(Excerpts from point annotation data)
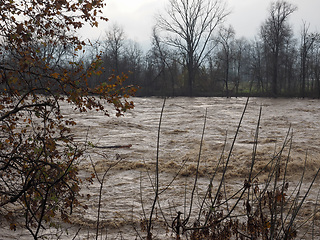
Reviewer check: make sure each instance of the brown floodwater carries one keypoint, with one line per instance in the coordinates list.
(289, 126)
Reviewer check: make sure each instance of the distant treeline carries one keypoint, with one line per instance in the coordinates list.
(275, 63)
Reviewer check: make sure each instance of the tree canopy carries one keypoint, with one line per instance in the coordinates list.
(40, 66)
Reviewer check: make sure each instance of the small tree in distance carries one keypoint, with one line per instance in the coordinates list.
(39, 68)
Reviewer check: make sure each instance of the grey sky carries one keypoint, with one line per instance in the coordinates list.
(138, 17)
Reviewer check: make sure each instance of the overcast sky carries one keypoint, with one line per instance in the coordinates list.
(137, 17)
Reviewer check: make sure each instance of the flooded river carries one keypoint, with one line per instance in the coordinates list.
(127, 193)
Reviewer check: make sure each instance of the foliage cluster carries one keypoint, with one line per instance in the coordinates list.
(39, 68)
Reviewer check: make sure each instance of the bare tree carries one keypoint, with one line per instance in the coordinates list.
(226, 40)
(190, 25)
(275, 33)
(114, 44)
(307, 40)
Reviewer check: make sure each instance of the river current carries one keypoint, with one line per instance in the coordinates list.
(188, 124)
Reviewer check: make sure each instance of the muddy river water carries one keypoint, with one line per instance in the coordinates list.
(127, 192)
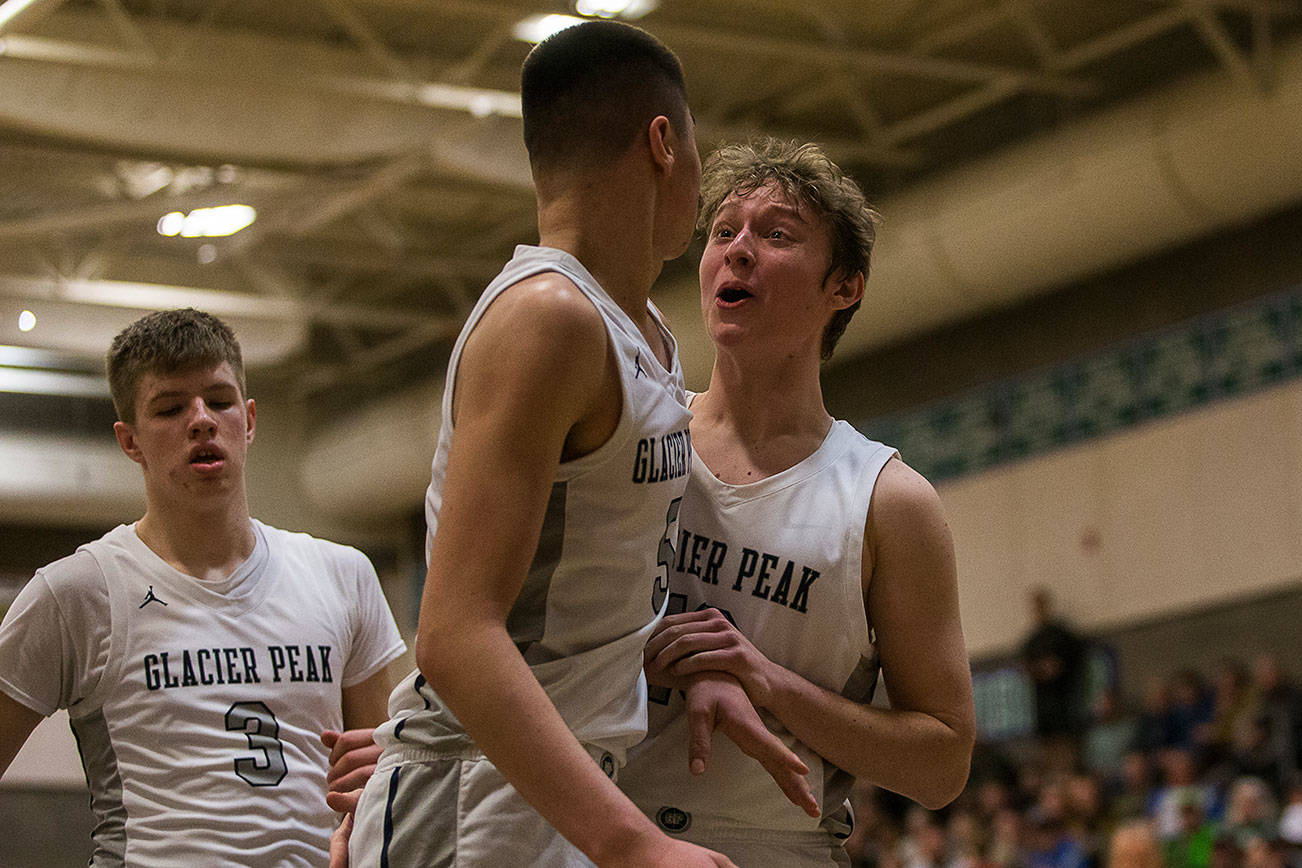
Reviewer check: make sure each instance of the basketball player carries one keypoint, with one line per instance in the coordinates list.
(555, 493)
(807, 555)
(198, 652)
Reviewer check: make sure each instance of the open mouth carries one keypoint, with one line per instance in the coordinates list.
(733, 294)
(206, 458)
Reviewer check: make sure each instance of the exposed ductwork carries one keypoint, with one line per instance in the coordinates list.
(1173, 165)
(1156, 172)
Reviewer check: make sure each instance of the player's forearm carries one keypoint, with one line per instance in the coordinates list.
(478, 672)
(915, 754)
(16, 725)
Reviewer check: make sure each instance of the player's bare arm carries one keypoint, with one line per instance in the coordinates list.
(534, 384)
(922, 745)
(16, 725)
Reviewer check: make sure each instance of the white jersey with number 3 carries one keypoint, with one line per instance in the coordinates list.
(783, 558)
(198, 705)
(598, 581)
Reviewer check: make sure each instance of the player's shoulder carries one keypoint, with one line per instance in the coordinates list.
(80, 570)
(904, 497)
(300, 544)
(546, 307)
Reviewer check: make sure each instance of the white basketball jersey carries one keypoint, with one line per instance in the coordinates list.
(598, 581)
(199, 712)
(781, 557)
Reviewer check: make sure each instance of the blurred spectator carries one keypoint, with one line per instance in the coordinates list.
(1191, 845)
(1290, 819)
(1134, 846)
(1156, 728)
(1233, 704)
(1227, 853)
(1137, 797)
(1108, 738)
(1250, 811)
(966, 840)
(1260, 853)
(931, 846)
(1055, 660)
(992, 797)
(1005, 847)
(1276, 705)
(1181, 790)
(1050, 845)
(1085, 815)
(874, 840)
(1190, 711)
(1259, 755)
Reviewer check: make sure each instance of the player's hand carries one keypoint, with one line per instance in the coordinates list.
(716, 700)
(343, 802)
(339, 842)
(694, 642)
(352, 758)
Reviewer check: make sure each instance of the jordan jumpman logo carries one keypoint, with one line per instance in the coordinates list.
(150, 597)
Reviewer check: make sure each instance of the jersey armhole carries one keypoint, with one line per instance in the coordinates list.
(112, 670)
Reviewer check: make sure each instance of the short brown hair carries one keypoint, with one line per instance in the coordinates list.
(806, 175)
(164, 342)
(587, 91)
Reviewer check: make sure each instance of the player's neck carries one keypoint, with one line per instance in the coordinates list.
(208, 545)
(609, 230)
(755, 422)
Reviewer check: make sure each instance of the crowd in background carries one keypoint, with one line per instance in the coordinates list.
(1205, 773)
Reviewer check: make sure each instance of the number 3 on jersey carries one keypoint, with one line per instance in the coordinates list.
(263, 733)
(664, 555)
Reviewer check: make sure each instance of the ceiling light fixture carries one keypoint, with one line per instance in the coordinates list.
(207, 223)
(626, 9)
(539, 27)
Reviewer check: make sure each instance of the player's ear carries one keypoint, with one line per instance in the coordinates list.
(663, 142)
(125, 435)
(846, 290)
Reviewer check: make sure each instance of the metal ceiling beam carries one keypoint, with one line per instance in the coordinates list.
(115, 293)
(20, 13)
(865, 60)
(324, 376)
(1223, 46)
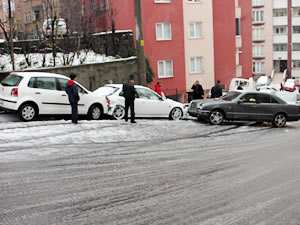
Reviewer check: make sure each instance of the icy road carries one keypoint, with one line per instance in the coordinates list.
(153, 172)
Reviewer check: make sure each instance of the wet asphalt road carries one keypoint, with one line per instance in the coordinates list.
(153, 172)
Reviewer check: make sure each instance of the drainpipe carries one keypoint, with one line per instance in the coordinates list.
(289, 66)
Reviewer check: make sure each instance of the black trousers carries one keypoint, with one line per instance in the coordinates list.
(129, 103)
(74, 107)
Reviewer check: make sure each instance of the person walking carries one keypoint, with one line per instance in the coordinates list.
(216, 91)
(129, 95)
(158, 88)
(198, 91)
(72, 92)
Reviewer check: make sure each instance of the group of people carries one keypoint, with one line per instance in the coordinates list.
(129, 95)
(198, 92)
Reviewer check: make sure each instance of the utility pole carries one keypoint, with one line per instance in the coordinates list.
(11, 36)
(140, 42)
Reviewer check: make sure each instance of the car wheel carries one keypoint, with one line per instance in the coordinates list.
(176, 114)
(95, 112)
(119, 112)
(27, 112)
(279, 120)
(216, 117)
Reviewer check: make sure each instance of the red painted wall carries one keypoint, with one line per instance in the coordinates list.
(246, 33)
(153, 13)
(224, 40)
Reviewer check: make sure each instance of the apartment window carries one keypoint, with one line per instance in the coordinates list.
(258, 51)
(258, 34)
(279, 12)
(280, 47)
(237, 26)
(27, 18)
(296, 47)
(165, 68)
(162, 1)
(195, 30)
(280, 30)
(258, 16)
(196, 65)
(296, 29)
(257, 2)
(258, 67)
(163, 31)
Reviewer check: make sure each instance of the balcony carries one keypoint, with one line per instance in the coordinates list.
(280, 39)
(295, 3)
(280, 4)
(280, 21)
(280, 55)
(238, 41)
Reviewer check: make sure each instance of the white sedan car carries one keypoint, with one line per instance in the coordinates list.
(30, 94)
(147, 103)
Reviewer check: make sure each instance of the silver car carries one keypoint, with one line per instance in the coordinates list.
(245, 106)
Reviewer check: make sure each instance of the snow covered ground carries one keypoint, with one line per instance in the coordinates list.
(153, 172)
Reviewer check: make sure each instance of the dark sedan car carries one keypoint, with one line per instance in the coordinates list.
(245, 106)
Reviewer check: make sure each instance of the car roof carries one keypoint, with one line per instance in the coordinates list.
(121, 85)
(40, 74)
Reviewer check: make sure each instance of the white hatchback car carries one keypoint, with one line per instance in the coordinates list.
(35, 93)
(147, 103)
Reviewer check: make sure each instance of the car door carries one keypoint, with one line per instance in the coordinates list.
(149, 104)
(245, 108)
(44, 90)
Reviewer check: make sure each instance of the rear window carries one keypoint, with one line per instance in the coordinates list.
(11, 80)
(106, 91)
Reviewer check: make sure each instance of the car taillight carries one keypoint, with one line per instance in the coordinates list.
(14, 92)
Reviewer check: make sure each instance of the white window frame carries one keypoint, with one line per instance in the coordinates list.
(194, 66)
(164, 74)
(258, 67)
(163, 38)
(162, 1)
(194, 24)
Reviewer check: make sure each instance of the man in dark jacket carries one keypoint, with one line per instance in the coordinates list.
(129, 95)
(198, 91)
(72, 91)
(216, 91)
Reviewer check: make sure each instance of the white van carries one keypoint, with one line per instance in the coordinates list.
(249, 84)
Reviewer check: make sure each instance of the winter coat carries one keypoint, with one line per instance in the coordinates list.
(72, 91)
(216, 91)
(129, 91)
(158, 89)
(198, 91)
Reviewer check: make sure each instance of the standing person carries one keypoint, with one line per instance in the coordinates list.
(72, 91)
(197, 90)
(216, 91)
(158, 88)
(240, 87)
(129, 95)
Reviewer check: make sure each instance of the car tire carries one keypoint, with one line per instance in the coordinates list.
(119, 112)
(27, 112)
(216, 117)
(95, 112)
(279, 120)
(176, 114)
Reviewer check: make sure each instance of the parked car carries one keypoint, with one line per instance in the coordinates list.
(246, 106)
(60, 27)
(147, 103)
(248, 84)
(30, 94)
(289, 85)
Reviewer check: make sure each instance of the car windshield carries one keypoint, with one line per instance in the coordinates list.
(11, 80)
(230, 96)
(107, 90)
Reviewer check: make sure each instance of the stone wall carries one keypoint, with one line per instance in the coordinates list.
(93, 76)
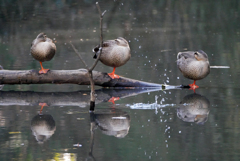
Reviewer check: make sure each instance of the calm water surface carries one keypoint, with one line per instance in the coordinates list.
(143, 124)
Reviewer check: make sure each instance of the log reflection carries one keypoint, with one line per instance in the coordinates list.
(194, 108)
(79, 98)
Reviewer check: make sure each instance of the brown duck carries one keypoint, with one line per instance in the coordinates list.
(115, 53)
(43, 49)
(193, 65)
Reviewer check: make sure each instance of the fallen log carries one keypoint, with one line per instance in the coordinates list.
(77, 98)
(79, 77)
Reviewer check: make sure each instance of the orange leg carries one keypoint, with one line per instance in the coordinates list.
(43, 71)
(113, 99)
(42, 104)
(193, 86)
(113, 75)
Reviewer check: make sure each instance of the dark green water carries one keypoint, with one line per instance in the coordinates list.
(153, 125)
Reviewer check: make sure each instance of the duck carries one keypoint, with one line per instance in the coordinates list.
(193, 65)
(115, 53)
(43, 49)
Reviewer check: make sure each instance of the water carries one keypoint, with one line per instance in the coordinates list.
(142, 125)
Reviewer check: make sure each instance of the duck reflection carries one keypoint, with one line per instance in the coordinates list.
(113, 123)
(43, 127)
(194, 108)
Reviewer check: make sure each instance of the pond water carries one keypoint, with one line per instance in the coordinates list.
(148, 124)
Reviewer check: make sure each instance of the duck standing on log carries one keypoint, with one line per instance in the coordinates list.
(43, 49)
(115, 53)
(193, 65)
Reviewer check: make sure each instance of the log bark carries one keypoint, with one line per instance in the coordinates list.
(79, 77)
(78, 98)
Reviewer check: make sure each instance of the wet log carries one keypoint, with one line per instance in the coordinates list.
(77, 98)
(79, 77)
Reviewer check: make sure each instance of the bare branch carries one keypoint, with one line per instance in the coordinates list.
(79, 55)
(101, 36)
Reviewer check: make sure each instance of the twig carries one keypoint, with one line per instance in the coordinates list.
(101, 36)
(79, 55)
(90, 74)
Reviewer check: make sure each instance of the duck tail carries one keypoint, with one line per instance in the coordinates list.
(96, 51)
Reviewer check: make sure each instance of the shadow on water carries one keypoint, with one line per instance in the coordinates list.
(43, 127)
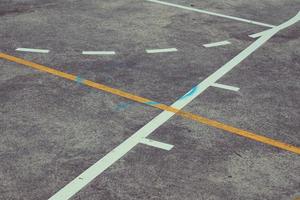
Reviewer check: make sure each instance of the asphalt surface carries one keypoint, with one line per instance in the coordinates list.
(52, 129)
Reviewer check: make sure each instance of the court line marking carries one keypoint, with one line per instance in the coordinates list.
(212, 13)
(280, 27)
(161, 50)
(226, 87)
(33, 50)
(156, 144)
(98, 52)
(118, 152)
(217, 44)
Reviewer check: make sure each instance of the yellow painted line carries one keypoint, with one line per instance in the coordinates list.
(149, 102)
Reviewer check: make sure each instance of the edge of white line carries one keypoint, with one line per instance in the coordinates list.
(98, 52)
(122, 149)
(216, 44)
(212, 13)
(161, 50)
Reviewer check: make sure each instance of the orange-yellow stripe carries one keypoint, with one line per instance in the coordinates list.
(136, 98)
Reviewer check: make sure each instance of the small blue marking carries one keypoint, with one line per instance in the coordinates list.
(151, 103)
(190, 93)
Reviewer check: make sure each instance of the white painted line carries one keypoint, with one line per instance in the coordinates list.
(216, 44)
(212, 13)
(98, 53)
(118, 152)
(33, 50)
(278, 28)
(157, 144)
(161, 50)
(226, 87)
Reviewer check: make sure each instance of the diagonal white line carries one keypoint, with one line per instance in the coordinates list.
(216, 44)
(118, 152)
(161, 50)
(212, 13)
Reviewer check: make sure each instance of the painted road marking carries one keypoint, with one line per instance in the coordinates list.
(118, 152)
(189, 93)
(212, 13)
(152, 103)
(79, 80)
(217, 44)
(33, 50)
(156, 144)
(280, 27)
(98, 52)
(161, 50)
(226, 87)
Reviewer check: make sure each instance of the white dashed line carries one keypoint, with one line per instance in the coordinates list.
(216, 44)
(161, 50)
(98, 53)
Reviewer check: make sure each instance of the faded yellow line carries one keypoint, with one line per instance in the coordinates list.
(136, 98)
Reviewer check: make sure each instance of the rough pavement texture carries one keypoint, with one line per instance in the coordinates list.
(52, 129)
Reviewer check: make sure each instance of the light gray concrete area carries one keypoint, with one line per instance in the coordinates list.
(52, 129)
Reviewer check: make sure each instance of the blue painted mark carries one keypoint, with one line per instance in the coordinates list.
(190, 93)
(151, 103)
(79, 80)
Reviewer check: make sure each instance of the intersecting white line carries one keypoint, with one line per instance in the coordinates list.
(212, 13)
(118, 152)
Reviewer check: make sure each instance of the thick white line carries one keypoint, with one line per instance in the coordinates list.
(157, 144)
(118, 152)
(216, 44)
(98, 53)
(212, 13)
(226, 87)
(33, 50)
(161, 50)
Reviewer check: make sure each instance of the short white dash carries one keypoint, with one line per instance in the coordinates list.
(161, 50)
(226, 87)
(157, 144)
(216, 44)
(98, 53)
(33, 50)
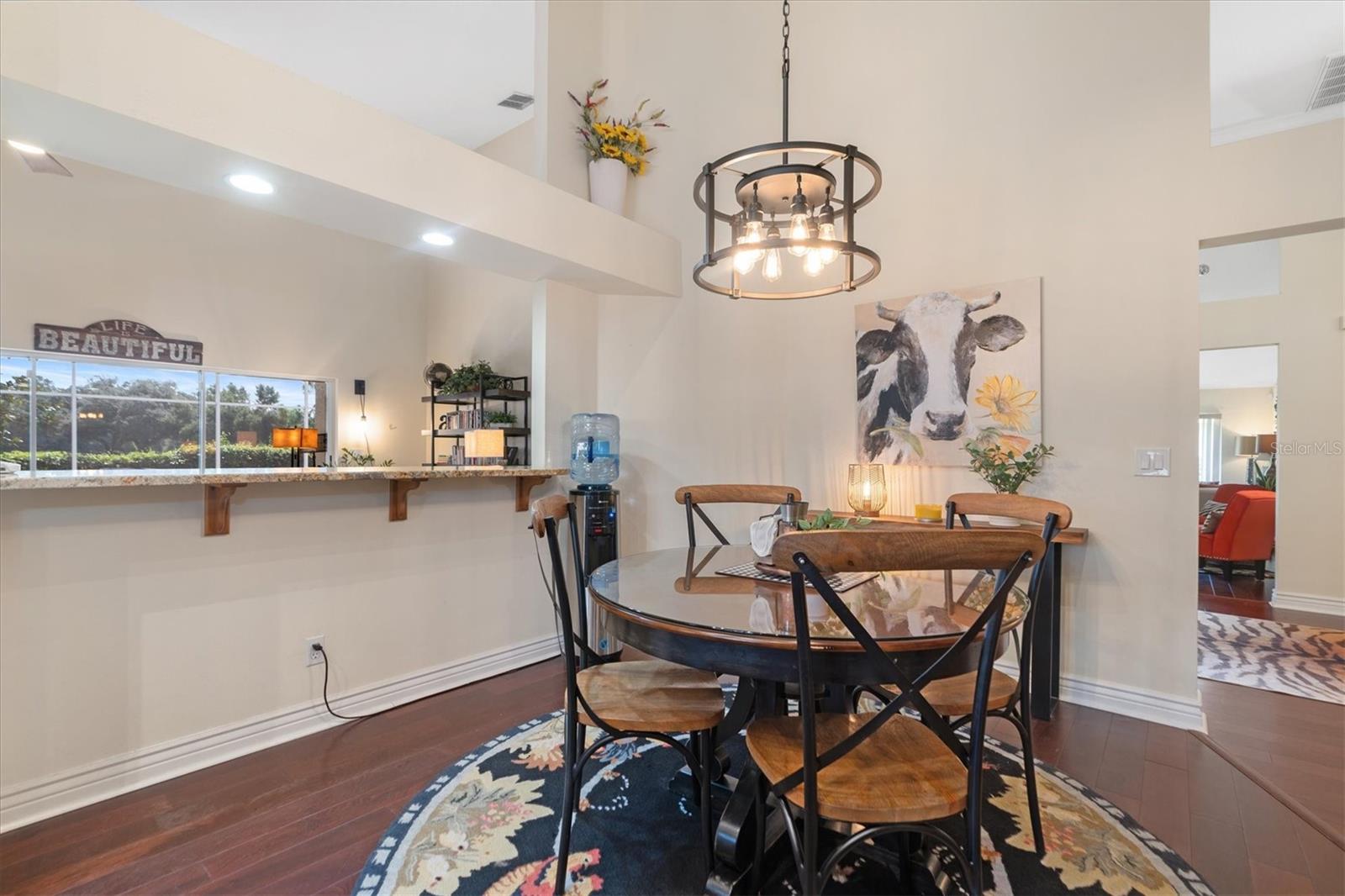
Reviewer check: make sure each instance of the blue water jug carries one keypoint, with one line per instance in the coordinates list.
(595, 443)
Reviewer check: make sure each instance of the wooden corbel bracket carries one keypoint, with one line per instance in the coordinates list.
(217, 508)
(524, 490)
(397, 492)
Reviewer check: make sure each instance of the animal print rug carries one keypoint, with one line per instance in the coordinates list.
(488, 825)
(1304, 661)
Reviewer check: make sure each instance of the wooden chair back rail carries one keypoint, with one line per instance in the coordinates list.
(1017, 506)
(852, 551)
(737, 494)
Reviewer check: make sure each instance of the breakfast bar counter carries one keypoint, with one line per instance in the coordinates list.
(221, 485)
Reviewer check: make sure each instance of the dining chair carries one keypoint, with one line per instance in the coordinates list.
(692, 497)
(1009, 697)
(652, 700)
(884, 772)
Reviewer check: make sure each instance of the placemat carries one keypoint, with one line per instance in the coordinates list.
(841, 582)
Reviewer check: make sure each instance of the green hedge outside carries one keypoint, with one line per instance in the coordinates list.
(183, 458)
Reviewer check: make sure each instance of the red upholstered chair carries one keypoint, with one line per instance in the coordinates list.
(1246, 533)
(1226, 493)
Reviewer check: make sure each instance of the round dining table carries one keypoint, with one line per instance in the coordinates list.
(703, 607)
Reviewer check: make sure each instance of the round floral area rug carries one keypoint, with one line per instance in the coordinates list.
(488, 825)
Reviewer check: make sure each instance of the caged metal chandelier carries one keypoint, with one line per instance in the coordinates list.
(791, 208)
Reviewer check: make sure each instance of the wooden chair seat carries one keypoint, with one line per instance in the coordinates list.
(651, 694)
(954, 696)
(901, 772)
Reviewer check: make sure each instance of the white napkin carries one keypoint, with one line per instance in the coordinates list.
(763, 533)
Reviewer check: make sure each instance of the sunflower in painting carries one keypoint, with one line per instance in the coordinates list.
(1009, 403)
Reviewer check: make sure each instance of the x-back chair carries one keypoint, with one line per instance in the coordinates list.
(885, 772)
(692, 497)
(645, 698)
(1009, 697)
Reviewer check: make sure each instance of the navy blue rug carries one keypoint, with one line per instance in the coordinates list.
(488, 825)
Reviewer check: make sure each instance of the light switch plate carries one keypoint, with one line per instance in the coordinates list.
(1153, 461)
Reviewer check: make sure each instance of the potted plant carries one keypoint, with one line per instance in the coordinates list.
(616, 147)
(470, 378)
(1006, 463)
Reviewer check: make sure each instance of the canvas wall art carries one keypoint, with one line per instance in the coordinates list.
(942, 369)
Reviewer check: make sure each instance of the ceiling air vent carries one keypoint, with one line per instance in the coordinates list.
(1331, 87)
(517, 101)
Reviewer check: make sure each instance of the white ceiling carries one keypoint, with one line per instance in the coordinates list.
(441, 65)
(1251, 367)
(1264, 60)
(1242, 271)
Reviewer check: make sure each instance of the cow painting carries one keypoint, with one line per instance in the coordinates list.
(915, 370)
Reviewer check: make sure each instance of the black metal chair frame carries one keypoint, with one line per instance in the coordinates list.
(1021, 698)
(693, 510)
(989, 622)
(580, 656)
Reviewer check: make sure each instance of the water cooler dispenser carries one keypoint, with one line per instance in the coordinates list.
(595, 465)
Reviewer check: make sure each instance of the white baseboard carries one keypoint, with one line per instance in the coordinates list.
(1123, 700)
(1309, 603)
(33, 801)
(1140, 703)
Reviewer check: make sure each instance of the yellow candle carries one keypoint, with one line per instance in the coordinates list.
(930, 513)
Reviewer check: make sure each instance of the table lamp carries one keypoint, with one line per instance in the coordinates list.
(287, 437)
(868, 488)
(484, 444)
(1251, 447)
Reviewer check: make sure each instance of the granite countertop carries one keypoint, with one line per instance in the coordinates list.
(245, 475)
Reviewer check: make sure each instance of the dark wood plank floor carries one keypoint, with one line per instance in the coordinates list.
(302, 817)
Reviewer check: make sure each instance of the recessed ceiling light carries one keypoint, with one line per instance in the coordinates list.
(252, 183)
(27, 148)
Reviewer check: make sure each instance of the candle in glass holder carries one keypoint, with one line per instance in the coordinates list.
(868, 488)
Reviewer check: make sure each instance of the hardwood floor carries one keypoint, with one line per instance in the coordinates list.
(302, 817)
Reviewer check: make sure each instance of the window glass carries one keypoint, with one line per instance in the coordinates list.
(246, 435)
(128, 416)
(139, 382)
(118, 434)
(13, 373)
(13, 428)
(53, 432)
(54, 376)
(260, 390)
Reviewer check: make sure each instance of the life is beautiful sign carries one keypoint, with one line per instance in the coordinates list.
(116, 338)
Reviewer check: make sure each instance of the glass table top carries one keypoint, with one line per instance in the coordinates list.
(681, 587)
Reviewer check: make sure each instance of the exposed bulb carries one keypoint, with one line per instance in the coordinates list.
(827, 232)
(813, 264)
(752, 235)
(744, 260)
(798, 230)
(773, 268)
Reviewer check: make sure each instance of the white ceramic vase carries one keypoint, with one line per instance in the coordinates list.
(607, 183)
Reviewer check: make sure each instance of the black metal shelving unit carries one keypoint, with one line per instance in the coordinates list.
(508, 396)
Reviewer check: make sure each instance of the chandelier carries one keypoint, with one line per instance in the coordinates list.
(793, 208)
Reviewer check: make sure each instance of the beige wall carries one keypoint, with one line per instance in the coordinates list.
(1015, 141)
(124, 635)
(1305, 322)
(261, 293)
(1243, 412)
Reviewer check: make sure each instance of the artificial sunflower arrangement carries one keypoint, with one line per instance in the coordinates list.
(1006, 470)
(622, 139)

### WHAT YOU SHOULD DO:
Return the data lines exactly as they appear, beginning with the line that contains "Reviewer check: make sure each instance of the blue painted" and continuing through the line that contains "(1226, 493)". Include both of those lines, and leave the pictures out of your answer.

### ANSWER FOR THIS EXERCISE:
Reviewer check: make sure each instance of the blue painted mark carries one keypoint, with one line per instance in the coordinates list.
(190, 93)
(151, 103)
(79, 80)
Reviewer check: make sure each instance of the intersecting white line carries one keypoint, with one line per instance in the coordinates list.
(212, 13)
(118, 152)
Reviewer check: make sure each instance of the thick white line carries one keypoint, with one line per instance in the coordinates list.
(157, 144)
(118, 152)
(216, 44)
(98, 53)
(212, 13)
(226, 87)
(33, 50)
(161, 50)
Reviewer check: make sure each instance of the short white dash carries one keypoint, with one line per instance in the coordinates list.
(161, 50)
(226, 87)
(157, 144)
(216, 44)
(98, 53)
(33, 50)
Reviewer check: make sure each instance of the blue water jug carries one keypoint, with one line per instance in the coordinates list.
(595, 443)
Reviewer check: make sure each instance of the wooden corbel bracket carries one keypoint, with one line per instance in the coordinates list.
(217, 508)
(524, 490)
(397, 492)
Reviewer check: make sure each instance of the animal print rug carries one keypoint, with one line per instance in the coordinates list.
(488, 825)
(1304, 661)
Reviewer check: make sure each instance of the wooden chair back rail carries one keypoint, with one line per instance in the coordinates list.
(1017, 506)
(852, 551)
(737, 494)
Reviewer check: make sure each instance of the breakfast bar counter carries one keypoint, with one line per instance in the coordinates list.
(221, 485)
Reviewer check: make sure each instance of the dining chair carries one keypoint, with one line per instance in the coordinates list.
(692, 497)
(1009, 697)
(652, 700)
(884, 772)
Reviewer check: make sure each instance of the placemat carries one keypoint, with one line per instance in the coordinates list.
(841, 582)
Reviewer check: make sure each instance of the green hedge outside carries one keypoint, with one line per instance in the coordinates list.
(183, 458)
Reviewer check: make sure each instance of the red upholstered chair carries one keypoint, with one line per instance in the coordinates list.
(1246, 533)
(1226, 493)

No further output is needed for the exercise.